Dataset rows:

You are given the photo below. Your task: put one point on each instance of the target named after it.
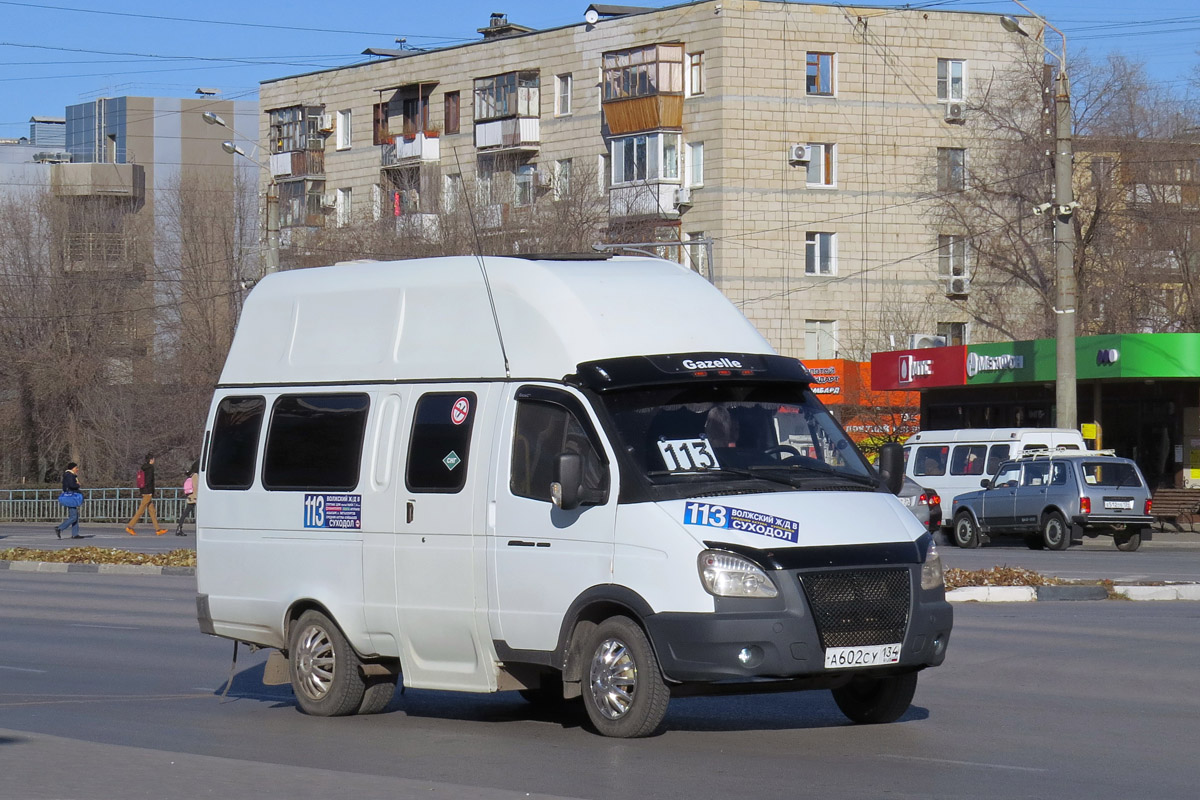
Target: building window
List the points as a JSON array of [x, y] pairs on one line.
[[952, 256], [820, 256], [231, 461], [695, 163], [646, 157], [562, 95], [696, 252], [821, 164], [526, 184], [439, 446], [819, 73], [451, 112], [562, 179], [820, 338], [952, 79], [954, 334], [695, 73], [952, 169], [513, 94], [343, 130], [643, 72], [315, 443]]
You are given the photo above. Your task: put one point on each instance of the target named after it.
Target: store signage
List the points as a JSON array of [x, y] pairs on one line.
[[979, 362]]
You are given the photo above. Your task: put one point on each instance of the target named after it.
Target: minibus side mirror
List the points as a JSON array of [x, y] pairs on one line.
[[892, 467], [567, 491]]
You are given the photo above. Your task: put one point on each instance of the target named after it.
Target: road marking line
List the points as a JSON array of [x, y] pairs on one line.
[[985, 765]]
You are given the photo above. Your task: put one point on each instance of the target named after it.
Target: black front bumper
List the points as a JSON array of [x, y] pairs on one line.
[[781, 636]]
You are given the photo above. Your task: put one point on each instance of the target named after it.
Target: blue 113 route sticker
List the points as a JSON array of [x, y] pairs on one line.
[[751, 522], [342, 511]]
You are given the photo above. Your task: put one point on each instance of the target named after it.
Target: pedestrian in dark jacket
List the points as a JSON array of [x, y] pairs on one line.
[[147, 504], [70, 485]]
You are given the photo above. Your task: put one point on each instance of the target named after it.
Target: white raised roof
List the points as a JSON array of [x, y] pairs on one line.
[[431, 319]]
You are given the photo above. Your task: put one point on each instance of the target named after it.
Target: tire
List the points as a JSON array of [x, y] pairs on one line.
[[875, 701], [1127, 541], [1055, 533], [966, 531], [325, 671], [377, 695], [624, 696]]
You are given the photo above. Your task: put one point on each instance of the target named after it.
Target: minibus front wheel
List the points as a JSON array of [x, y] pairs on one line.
[[625, 696], [325, 672]]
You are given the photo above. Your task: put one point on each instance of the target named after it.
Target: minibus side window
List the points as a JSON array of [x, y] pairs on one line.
[[543, 431], [439, 447], [234, 446], [931, 459], [315, 443]]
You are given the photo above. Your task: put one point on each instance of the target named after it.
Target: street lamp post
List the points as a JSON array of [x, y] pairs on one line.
[[1065, 236], [271, 260]]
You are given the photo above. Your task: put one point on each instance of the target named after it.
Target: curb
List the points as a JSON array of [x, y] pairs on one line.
[[96, 569], [1091, 591]]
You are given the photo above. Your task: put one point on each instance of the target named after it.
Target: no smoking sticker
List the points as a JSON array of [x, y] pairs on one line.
[[460, 410]]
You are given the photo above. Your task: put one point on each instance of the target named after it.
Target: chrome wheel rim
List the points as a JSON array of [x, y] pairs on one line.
[[315, 662], [613, 679]]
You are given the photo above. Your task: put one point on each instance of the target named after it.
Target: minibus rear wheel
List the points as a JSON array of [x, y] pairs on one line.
[[625, 696], [874, 701], [327, 674]]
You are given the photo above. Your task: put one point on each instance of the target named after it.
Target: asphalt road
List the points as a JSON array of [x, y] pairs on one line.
[[107, 690]]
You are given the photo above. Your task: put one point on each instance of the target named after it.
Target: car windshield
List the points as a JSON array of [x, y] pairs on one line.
[[1111, 474], [775, 433]]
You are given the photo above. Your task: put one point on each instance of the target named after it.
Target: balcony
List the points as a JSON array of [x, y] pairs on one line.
[[298, 163], [510, 134], [121, 181], [643, 200], [407, 151]]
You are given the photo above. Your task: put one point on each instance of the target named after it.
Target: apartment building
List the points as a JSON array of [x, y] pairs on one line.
[[803, 140]]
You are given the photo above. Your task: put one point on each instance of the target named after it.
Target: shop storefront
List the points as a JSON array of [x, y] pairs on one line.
[[1139, 394]]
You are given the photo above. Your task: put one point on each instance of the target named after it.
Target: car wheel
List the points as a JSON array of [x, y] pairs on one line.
[[966, 533], [874, 701], [625, 696], [1127, 541], [1055, 534], [325, 674]]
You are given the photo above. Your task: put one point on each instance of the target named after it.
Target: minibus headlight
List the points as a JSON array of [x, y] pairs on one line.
[[931, 576], [726, 575]]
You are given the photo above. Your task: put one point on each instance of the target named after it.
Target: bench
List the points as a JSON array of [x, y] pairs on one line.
[[1175, 504]]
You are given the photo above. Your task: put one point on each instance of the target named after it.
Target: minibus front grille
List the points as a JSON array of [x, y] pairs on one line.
[[858, 607]]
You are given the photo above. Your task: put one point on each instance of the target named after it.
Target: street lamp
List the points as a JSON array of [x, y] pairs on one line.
[[1065, 236], [273, 199]]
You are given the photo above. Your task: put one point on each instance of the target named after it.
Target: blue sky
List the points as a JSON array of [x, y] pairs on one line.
[[54, 53]]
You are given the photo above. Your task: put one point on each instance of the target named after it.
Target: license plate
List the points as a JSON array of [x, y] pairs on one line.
[[871, 656]]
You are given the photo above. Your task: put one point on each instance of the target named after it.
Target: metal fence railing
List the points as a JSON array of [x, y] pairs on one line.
[[99, 505]]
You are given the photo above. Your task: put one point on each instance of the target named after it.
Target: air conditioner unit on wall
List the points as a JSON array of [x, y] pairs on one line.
[[921, 341], [799, 154]]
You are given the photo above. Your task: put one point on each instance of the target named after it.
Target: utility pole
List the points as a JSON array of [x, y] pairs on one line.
[[1066, 402]]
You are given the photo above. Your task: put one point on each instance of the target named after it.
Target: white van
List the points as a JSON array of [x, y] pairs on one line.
[[953, 462], [564, 477]]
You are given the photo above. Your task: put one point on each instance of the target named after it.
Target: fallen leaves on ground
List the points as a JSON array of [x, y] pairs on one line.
[[999, 576], [99, 555]]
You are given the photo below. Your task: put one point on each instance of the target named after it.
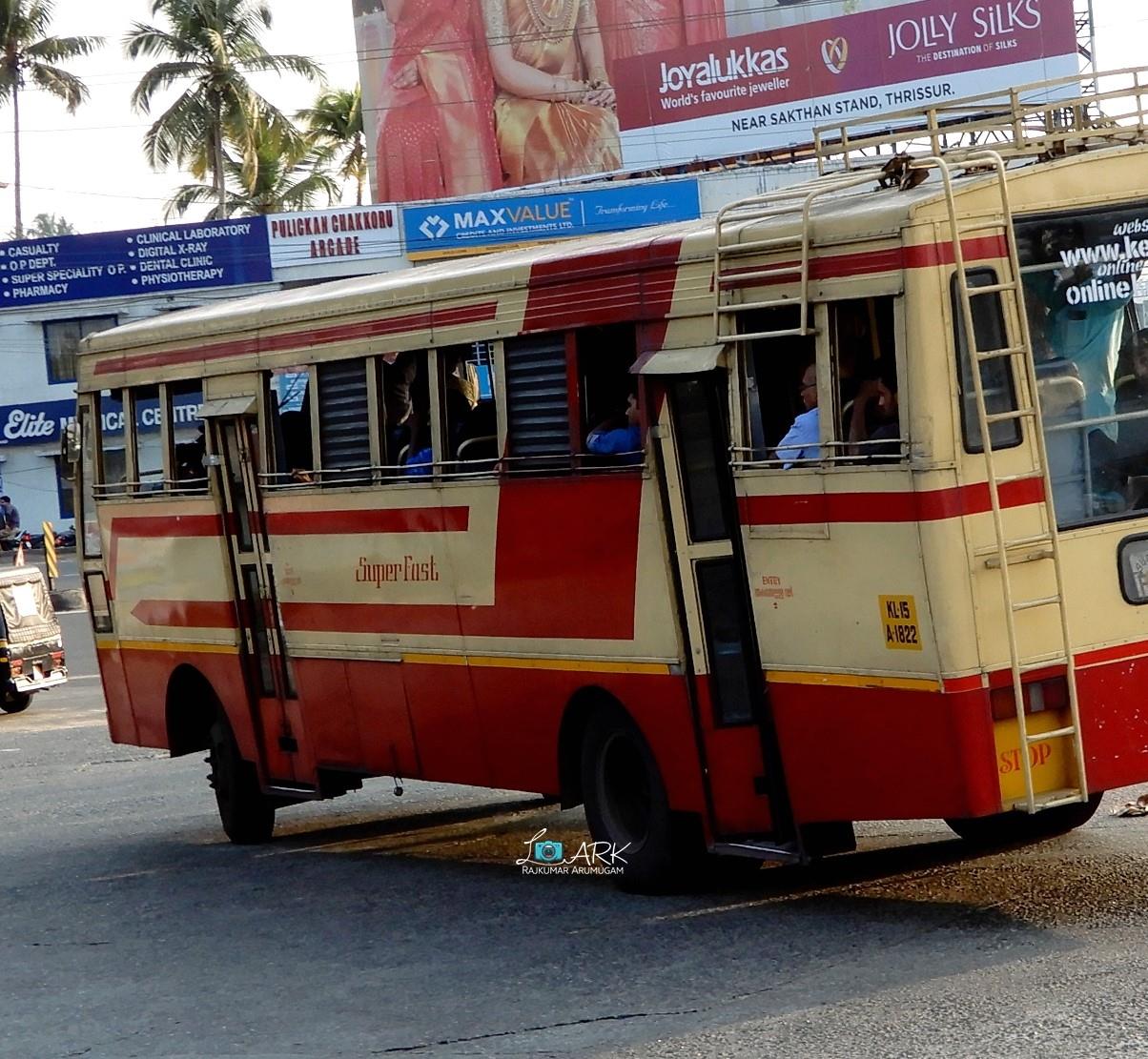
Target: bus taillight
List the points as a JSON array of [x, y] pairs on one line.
[[1039, 696]]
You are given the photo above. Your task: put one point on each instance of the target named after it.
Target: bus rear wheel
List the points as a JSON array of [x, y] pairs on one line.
[[1007, 828], [625, 804], [248, 816], [15, 703]]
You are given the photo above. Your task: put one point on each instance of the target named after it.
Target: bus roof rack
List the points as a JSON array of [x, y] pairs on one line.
[[1044, 119]]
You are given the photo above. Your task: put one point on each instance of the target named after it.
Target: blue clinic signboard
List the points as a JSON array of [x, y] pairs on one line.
[[450, 229], [41, 422], [150, 260]]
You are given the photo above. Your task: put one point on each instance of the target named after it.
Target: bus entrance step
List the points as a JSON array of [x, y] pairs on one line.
[[296, 792], [758, 850]]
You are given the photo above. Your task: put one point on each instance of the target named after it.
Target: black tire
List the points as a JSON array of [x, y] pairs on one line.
[[15, 703], [1011, 828], [625, 804], [248, 816]]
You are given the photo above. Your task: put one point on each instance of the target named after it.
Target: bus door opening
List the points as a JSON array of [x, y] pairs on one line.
[[275, 711], [748, 792]]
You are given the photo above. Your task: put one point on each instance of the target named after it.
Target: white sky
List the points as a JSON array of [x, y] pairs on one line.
[[90, 168]]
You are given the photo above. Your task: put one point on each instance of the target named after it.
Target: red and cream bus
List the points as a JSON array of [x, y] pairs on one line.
[[400, 545]]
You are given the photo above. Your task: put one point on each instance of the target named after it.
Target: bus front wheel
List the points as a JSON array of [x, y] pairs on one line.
[[1006, 828], [625, 805], [248, 816]]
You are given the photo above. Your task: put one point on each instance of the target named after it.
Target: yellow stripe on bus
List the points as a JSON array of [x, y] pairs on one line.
[[838, 680], [656, 669]]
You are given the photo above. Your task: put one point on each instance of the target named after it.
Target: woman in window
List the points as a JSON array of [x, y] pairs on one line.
[[555, 109]]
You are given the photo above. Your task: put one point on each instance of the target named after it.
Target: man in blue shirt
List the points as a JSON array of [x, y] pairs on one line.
[[611, 438], [803, 442]]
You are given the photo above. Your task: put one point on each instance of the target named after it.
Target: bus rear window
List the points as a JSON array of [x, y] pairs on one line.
[[995, 376]]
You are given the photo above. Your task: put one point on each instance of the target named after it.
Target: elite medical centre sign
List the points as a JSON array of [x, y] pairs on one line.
[[770, 90]]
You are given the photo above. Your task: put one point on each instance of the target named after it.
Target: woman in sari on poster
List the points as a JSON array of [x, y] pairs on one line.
[[555, 108], [437, 138]]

# YOUR INSTRUCTIONS:
Identify each line of the listing above that contains the word "white", and copy every such line in full.

# COMPLETE OUTPUT:
Target: white raised roof
Target: white van
Target: white sky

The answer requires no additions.